### [Trecho do texto]
_ _ _ _

Medo, culpa, sentimentos recalcados de amor e ódio se embaraçam numa teia complexa, em que
a franqueza não encontra lugar.
Alguns pontos demandam mais a
reflexão teológica e psicológica do
que o "modus vivendi" político.
É preciso mergulhar na origem
das contradições e do afastamento, até as teratológicas implicações. De um lado, a saga de Jesus,
Yeoshua Ben Yossef -um camponês judeu do Mediterrâneo, na
definição de John Dominic Crossan-, relatada numa linguagem
epopéica e passional pelos apóstolos, companheiros judeus.
A mensagem, renovada e transmitida pela ambiguidade do gênio
político de Saulo de Tarso, que
conquista o imaginário e o simbólico como Paulo, culmina na conquista do império que se afirma
em Roma. "Meu Deus, meu Deus,
por que me abandonaste?" - as
palavras na cruz (suplício do dominador romano) invocam o
enigma: José, a identidade paterna, o abandono diante da repressão, a humilhação imposta.

_ _ _ _

### [Registros armazenados]
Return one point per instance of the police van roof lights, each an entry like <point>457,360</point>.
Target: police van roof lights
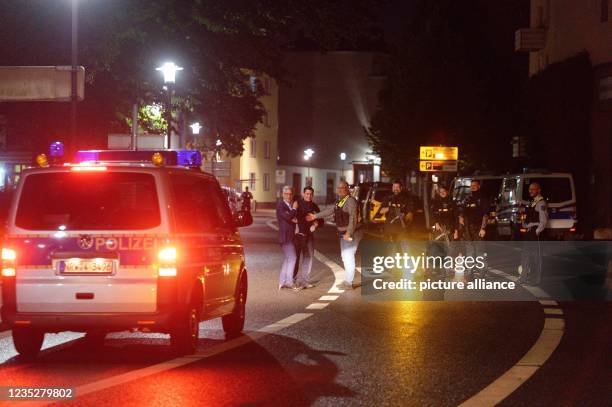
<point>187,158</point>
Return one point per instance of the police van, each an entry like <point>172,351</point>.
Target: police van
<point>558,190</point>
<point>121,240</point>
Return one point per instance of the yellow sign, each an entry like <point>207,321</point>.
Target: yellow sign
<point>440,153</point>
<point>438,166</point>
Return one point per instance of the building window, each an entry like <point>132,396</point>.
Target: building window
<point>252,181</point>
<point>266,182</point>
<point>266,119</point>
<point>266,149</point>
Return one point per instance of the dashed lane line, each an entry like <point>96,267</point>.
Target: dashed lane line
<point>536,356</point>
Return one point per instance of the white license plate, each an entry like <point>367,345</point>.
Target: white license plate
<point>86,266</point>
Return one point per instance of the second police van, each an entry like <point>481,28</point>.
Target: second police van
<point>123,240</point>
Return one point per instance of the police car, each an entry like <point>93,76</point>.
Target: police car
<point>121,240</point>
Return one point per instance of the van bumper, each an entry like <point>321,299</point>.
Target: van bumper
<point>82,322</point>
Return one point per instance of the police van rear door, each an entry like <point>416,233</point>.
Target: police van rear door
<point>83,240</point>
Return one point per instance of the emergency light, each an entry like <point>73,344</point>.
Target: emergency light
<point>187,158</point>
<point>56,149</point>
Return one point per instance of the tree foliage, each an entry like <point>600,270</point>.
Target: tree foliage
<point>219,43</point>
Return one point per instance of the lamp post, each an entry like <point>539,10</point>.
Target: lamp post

_ _ _ _

### [Enunciado da tarefa]
Dê a continuação do texto sobre a saga de Jesus, começando logo após a última frase apresentada.

### [Resultado do exercício]
Ou se faz a inserção (que nem
cristãos nem judeus admitem) de
Jesus no cenáculo existencial de
sua história ou a "judeufobia" do
deicídio evolui, independente de
declarações ou "mea culpa".
O papa Pio 12 foi omisso diante
do crime nazista, como Hochnut
denuncia em "O Vigário"? Sim.
Mas não foi pessoal sua atitude.
Decorreu de dois milênios de síndrome de Caim (segundo o psicanalista Szondi). A escola de Pilatos
se reproduz. Khalil Gibran escreveu sobre a necessária reconciliação entre Cristo e Jesus. Joseph
Klausner, da Universidade Hebraica, afirmou que Jesus foi o
mais apaixonado autor das parábolas mais sublimes do judaísmo.
A transformação do martírio de
Jesus, por parte de Roma, na justificação do anti-semitismo só pode
ser compreendida numa releitura
horizontal dos quatro Evangelhos,
à luz dos manuscritos do mar
Morto, constatando discrepâncias
e não aparentes convergências.
Que o ovo da serpente tenha germinado na Alemanha cristã foi reportado por Gallagher. O sacrifício de Abel não demanda desculpas. Tudo foi imperdoável.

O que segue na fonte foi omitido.